WORK ORDER:
In full and without change, repeat the records shown below.

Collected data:
+++

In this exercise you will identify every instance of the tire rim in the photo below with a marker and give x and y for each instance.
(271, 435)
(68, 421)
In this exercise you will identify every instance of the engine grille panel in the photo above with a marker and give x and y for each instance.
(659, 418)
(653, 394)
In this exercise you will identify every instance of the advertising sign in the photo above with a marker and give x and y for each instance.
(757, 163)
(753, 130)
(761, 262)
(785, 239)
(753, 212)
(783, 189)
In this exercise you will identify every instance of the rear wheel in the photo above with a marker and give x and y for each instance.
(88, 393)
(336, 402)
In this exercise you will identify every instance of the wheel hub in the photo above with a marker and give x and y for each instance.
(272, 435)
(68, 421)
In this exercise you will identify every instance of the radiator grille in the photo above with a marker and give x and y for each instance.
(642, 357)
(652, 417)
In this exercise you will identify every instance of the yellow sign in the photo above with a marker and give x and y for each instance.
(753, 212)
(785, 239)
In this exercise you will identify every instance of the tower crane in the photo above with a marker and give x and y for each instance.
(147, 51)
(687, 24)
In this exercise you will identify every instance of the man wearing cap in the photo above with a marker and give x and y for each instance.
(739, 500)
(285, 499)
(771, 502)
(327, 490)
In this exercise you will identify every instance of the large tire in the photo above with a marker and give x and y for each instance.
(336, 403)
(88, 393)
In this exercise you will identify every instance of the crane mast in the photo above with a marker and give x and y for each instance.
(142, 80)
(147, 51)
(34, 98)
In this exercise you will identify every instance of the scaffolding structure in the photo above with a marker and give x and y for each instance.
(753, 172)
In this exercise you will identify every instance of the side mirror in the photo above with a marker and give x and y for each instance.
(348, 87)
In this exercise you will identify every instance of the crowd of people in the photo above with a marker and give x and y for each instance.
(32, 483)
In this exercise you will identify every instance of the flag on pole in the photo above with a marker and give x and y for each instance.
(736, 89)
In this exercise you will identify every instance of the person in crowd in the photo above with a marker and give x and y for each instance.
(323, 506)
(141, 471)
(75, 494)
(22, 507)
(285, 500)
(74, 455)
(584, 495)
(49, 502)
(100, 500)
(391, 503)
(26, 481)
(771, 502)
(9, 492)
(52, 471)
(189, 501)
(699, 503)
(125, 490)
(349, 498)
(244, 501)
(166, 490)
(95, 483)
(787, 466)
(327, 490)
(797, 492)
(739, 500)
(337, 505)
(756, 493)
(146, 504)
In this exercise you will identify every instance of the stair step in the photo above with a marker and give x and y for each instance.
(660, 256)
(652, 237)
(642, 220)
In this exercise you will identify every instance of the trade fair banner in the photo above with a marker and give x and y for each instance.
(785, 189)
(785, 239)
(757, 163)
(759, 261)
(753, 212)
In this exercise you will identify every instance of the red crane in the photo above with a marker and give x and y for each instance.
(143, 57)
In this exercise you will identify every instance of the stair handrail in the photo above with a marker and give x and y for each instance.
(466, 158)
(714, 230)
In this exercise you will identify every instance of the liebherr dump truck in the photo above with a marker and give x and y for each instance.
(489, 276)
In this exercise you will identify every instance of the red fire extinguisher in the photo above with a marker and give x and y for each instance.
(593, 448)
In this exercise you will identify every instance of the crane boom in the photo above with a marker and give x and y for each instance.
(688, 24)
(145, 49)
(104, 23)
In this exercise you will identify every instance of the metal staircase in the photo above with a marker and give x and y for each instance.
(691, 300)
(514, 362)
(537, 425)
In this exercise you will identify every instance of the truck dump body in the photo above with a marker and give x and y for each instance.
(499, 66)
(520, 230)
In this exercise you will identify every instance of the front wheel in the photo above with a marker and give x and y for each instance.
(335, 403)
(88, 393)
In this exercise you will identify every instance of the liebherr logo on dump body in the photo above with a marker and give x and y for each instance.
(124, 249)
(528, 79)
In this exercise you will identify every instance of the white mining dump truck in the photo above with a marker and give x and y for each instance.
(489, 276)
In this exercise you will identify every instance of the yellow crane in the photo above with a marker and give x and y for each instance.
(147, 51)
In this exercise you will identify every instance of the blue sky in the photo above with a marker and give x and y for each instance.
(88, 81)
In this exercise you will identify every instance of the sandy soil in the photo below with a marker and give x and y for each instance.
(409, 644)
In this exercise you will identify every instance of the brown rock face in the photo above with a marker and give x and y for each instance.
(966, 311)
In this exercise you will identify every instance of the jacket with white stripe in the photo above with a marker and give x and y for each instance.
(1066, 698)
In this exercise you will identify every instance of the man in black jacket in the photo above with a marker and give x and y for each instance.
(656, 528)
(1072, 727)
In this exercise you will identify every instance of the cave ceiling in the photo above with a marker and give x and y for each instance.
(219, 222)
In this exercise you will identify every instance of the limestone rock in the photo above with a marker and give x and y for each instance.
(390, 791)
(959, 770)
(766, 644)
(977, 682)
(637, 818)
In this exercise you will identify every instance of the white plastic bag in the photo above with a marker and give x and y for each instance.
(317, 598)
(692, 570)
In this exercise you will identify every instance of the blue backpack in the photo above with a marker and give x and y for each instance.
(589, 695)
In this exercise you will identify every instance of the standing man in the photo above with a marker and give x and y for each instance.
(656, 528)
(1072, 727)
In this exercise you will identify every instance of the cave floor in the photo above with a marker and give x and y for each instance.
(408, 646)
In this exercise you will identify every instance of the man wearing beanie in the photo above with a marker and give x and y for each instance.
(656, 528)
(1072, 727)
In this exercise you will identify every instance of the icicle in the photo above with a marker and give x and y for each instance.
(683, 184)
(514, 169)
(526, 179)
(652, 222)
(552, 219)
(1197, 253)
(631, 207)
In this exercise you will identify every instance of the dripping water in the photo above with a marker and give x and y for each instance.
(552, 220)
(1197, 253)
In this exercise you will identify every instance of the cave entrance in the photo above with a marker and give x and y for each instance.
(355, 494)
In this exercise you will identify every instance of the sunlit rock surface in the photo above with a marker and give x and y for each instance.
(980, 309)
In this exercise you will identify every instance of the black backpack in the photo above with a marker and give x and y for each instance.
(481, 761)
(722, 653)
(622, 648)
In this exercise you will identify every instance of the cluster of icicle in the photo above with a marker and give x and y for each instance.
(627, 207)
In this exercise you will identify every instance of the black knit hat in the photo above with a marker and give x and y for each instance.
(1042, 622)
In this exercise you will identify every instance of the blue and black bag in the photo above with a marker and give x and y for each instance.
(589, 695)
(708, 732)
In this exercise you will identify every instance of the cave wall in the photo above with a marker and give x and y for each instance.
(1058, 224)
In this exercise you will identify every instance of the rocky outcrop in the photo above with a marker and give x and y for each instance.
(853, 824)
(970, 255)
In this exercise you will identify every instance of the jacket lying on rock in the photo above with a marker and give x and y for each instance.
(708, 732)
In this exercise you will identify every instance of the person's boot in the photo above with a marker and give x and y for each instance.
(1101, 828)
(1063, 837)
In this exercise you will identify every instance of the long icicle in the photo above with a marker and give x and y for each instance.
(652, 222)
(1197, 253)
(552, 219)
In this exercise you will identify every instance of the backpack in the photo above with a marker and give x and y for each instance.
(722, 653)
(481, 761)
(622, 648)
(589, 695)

+++

RESPONSE TO THIS TASK:
In this exercise you will identify every instance of the tire rim in the photo below with a marker and give x and y for each instance.
(271, 435)
(68, 421)
In this exercise you will identify every instance of the engine grille panel in the photo above with a marker and give x and y for each instance.
(659, 418)
(653, 394)
In this exercise you will identify every instance of the advertising sign in the photo above with a marker and give x and y for each instance.
(757, 163)
(753, 130)
(761, 262)
(785, 239)
(753, 212)
(783, 189)
In this exercise you will identify every instance of the rear wheel in the photo above with a marker and give x and y for each instance.
(88, 393)
(336, 402)
In this exercise you will identify every instance of the wheel hub in the photo above with a marker and give x and y for each instance.
(272, 435)
(68, 421)
In this exercise you will identify every instance of the radiator grille in the photo above with a marker and give x and y for each instance.
(642, 357)
(652, 417)
In this exercise you will identify every instance of the yellow sign in the photo above with a marker and give x and y for each instance.
(753, 212)
(785, 239)
In this exercise you will identify every instance of the tower crane in the photo above with a marker and give x and y for each instance.
(147, 51)
(687, 24)
In this exercise you will identify every instance of the man wearing cap in the photo above with a marker and give x and y for each instance.
(739, 500)
(285, 499)
(771, 502)
(327, 490)
In this exercise you will identify every instance of the large tire in the photo above with a marker and give x and y for each instance.
(336, 403)
(88, 393)
In this exercise you will identify every instance of the crane mast in the photo above with a marker and give x and y for each instance.
(142, 80)
(147, 51)
(34, 98)
In this exercise you will identify every instance of the scaffolding structure in the photo above with a marker and give x and y for each instance.
(753, 172)
In this exercise you will identify every instance of the side mirror in the photo above with a marker and give x and y for each instance.
(348, 87)
In this exercise you will identify every instance of the crowd of people in the photo above with a marker and give x and y for each instance.
(32, 483)
In this exercise you will identify every instance of the flag on pole in the photo above with a marker and give x and y for each instance.
(736, 89)
In this exercise you will identify every instance of the person in crowd in the photo above with a marker and give x and y for each instance.
(323, 506)
(141, 471)
(75, 494)
(22, 507)
(285, 500)
(74, 455)
(584, 495)
(49, 502)
(100, 500)
(391, 503)
(26, 481)
(771, 502)
(9, 492)
(52, 471)
(189, 501)
(699, 503)
(125, 490)
(349, 498)
(244, 501)
(166, 490)
(95, 483)
(787, 466)
(327, 490)
(797, 492)
(739, 500)
(337, 505)
(756, 493)
(146, 504)
In this exercise you will identify every instance of the stair step in the photo above with a marker and give x and y for each instance.
(660, 256)
(652, 237)
(642, 220)
In this exercise you will identify every instance of the trade fair banner in the photo above with a marker and give x and y for each instance.
(785, 189)
(785, 239)
(757, 163)
(759, 261)
(753, 212)
In this exercise you will identify every instance of the red crane in the photo above with a marker and give x and y for each instance.
(143, 57)
In this exercise you will identify every instance of the stair handrail in the photo above with a marker and give x and y for each instance.
(466, 158)
(714, 230)
In this exercise you will identify every instance of the liebherr dump truck in the photo above with a marker and give x and y for each instance.
(489, 276)
In this exercise you will identify every instance of the red fire extinguisher in the photo above with a marker and give x and y for each instance.
(593, 448)
In this exercise you will identify every instance of the crane boom in the photo above with a marker and give x and y for each instance.
(688, 24)
(145, 49)
(104, 23)
In this exercise you will identify every instance of the metal staircase in the photo above with a marker and give x and y for each instance.
(691, 300)
(514, 362)
(537, 425)
In this exercise you will identify every instance of the truck dump body in the photo above with a marker and give x and y for each instance.
(499, 66)
(520, 230)
In this exercise you will identify every instance of the front wheel in the photo above with a marker and give x and y for each instance.
(335, 403)
(88, 393)
In this exercise you will identify every instance of the liebherr logo on dump body in the photo above with a marker and give x and y for each instance.
(124, 249)
(528, 79)
In this exercise you will identify every instance of the white mining dump truck in the photo above with a marker and give x and y for each instance.
(489, 276)
In this exercise you will identify every instance of the yellow crane in the photo above with a marker and give x and y for each instance.
(147, 51)
In this exercise you will identify every instance of the blue sky in the photo above with a marker and give x and y for each instance.
(88, 81)
In this exercise you will identify every instance of the sandy soil in the photo below with a marker and give x and y for each instance.
(409, 644)
In this exercise you will identify every instance of the brown rock face in the photo above with a marker and give x and y for each instance.
(966, 311)
In this exercise you will identify every instance of the jacket with white stripe in the photo above with a marker and give x and y for each instance.
(1066, 698)
In this exercise you will identify every instance of the man in black jacket in the photo above with a marker and give x and y for each instance.
(656, 528)
(1072, 727)
In this exercise you will identify every instance of the cave ceiling in the photo above with a marker and give x and y for each instance.
(219, 222)
In this exercise you will identify every instance of the limestone rock in the photo above with a marker and give x and y for each instance.
(390, 791)
(959, 770)
(766, 644)
(977, 682)
(637, 818)
In this exercise you will identify every instance of the white plastic bag in the photo above with a marker and give x and y for each instance.
(317, 598)
(692, 570)
In this exercise you will identify every instance of the blue backpack in the photo above with a marker and give x and y for each instance.
(589, 695)
In this exercise you will identify every instance of the standing man in the photo above with a marker and give x and y for each instance.
(656, 528)
(1072, 727)
In this exercise you will identify every instance of the cave floor in the photo above with a marker and give x and y for each instance.
(408, 646)
In this exercise you will identify every instance of the man wearing beanie in the photo above with a marker and give x and y for each instance.
(656, 528)
(1072, 727)
In this exercise you will identify every instance of the icicle in the photo above with a marker and give x and y for each instance.
(683, 184)
(514, 169)
(526, 179)
(652, 222)
(552, 219)
(1197, 253)
(631, 207)
In this exercise you will identify every instance of the dripping water in the photo above with a marker and give x and y for each instance.
(552, 220)
(1197, 253)
In this exercise you will identify every instance of the cave entrance in the photo above with a marker and give x and y for each instance.
(355, 494)
In this exercise you will identify every instance of the sunlit rock surface in the photo above with a marker and give x and y for each instance.
(980, 309)
In this exercise you will identify every instance of the black backpack in the photo above with a marker and give x and y for each instance.
(481, 761)
(722, 653)
(622, 648)
In this exercise you will identify every instance of the cluster of icicle in the photo above with a marker and give x and y for each instance.
(627, 207)
In this exercise you will identify every instance of the black knit hat in the photo above with a marker and give x and y for each instance.
(1042, 622)
In this exercise you will identify every instance of the blue and black bag in the photo above with a marker and give x and y for each instance.
(589, 695)
(708, 732)
In this exercise you will identify every instance of the cave wall in the photo above with a marker and give x and y for each instance.
(1058, 224)
In this exercise you will identify every instance of the rocky outcrop in the photo above with a marker and give x and y for each instance.
(853, 824)
(970, 255)
In this exercise you will identify every instance of the jacket lying on rock in the photo above with a marker and give x and y for each instance.
(708, 732)
In this exercise you will identify every instance of the person's boot in the photo above with a marker and give x and y for each instance.
(1101, 828)
(1063, 837)
In this exercise you will identify every instance of the long icicle in the photo above with a marker and give x and y for each instance.
(652, 222)
(1197, 253)
(552, 219)
In this exercise you will identify every instance of the backpack in the photo above with a marker and give x and y for each instance.
(722, 653)
(481, 761)
(622, 648)
(589, 695)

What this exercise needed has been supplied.